Exercise task:
From the line with "For the benchmark, mark every instance of the woman with braided" to the final line of the records, reproduce every line exactly and only those lines.

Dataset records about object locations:

..........

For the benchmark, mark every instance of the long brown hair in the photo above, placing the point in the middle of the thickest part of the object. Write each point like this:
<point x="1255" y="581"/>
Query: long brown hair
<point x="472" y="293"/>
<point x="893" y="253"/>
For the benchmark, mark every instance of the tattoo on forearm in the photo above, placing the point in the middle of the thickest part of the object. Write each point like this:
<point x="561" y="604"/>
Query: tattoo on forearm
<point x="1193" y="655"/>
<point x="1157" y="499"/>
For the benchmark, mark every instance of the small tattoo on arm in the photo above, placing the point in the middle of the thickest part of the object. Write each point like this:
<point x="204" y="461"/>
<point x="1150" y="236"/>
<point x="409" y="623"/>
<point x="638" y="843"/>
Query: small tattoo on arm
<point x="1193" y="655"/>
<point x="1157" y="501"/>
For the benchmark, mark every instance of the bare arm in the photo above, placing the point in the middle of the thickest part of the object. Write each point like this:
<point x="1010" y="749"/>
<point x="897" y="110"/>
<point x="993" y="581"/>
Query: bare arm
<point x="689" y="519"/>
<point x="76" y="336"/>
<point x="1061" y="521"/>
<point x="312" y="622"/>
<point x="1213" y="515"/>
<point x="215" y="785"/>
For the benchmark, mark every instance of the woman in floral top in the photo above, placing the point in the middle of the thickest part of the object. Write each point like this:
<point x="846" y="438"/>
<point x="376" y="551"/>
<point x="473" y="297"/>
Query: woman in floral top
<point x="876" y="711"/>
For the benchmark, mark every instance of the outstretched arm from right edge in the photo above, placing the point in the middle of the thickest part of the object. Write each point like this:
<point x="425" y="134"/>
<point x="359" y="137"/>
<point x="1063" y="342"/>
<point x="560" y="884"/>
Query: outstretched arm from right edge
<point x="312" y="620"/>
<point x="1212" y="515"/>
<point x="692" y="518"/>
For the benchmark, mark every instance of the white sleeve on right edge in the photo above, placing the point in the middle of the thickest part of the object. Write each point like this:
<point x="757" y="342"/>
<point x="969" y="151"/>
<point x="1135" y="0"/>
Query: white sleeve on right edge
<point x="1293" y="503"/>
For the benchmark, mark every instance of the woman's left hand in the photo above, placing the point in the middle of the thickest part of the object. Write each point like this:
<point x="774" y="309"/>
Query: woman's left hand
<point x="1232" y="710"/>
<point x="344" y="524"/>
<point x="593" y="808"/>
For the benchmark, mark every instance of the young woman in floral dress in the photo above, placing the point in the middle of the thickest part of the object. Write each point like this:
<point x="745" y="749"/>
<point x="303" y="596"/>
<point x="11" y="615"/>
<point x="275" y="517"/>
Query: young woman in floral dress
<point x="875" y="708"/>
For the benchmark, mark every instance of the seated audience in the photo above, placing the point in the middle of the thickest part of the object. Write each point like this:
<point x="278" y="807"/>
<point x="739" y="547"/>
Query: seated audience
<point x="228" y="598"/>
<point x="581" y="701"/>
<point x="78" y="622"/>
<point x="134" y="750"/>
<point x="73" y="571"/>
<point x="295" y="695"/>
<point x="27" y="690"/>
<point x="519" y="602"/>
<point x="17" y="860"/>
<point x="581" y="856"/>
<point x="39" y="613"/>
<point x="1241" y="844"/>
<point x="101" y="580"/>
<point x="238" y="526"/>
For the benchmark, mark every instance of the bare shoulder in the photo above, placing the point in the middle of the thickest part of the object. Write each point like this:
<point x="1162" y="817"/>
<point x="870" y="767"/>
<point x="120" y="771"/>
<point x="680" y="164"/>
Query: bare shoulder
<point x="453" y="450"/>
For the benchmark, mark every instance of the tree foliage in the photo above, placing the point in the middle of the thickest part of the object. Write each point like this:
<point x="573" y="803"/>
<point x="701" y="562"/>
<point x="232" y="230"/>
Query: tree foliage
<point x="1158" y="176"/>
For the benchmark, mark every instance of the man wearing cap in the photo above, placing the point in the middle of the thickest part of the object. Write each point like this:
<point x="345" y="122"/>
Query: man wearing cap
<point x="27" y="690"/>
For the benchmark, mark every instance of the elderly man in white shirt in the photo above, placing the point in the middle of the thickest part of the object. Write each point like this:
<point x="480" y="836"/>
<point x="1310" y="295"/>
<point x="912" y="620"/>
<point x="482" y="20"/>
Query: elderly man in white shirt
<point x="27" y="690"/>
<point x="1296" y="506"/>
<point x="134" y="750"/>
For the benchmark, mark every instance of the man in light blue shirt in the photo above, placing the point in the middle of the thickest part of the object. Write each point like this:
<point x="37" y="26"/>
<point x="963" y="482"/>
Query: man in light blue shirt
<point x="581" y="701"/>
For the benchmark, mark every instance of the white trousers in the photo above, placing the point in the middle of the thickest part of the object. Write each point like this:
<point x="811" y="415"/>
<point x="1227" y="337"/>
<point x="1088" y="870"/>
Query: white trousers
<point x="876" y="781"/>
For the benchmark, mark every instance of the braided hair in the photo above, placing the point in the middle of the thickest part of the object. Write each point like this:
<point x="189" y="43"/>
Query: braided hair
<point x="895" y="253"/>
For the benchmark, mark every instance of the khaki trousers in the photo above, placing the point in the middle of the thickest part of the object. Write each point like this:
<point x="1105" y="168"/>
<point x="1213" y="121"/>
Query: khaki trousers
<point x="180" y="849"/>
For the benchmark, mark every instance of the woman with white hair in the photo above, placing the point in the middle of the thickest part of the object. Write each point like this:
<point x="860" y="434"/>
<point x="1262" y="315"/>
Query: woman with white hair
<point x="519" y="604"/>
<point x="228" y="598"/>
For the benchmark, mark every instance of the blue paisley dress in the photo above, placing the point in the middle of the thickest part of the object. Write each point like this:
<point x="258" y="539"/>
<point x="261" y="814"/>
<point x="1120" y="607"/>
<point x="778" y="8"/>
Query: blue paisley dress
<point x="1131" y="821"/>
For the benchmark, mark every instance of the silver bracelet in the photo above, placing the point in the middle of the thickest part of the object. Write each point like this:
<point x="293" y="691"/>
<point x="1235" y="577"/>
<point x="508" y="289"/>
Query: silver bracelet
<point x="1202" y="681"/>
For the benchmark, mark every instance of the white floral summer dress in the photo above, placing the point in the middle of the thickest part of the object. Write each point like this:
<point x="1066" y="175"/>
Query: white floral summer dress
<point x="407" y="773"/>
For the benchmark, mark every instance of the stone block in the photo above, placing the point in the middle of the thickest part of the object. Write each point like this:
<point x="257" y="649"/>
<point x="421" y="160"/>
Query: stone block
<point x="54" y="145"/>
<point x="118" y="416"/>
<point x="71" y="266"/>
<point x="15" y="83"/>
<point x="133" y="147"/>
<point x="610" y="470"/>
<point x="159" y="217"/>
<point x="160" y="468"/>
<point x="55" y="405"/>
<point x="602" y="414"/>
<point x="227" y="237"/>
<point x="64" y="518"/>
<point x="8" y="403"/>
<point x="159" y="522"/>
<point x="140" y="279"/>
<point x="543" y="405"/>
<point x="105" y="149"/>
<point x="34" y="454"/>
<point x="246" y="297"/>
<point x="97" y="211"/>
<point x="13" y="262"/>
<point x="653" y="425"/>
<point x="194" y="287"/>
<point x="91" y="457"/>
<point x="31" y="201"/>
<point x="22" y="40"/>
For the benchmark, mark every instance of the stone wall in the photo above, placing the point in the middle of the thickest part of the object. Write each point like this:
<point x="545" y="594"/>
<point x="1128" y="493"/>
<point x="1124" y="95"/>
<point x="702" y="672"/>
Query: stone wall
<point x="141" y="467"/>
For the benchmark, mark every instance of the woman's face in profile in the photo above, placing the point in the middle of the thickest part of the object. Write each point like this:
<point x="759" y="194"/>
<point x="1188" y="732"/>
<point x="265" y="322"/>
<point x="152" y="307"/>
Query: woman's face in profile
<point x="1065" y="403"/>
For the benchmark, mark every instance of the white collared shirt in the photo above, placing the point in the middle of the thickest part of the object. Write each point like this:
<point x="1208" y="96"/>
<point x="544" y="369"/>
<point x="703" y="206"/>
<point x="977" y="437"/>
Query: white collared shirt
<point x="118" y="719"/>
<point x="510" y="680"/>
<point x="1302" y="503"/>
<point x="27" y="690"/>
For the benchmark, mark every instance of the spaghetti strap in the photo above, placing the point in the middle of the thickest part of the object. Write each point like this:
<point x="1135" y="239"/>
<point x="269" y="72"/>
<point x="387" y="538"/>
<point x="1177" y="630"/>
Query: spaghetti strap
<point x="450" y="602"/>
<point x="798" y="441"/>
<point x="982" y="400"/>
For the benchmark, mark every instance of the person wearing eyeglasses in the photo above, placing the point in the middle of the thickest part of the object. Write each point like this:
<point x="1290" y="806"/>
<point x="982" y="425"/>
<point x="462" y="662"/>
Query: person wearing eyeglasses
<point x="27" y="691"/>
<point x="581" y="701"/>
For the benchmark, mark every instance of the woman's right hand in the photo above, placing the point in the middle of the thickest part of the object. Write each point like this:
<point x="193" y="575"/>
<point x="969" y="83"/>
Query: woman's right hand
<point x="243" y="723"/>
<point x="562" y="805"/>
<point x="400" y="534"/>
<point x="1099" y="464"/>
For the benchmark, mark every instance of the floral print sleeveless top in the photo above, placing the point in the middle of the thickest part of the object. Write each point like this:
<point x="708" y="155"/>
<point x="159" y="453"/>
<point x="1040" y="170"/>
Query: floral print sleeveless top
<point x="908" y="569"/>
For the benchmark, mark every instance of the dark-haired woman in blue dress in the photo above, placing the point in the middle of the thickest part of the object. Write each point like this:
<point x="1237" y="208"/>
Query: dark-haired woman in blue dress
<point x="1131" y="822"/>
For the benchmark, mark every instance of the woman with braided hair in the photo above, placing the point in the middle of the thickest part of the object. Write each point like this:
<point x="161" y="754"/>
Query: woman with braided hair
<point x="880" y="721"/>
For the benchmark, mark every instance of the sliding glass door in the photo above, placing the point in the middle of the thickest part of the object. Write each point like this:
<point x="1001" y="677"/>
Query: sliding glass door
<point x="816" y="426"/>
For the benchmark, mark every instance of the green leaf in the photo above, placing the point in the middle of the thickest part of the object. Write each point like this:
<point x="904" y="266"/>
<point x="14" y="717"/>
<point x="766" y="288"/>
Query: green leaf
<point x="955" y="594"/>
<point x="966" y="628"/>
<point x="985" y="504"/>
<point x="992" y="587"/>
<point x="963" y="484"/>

..........

Written solution:
For the benchmark, mark every instance of the woman with braided hair in the photo above, placing the point in the middle of the thickest part of the object. Write each point like this:
<point x="161" y="754"/>
Query: woman with braided hair
<point x="880" y="721"/>
For the benchmark, mark every instance of the sliding glass door in the photo above, placing the point in the middle of the thickest part of the object. Write each point like this:
<point x="1001" y="677"/>
Query: sliding glass door
<point x="816" y="426"/>
For the benchmark, mark every instance of the green leaf in the photo above, placing the point in the middle of the thickest part of the object. Write each point like this:
<point x="904" y="266"/>
<point x="14" y="717"/>
<point x="766" y="288"/>
Query: green leaf
<point x="955" y="594"/>
<point x="966" y="628"/>
<point x="985" y="504"/>
<point x="992" y="587"/>
<point x="963" y="484"/>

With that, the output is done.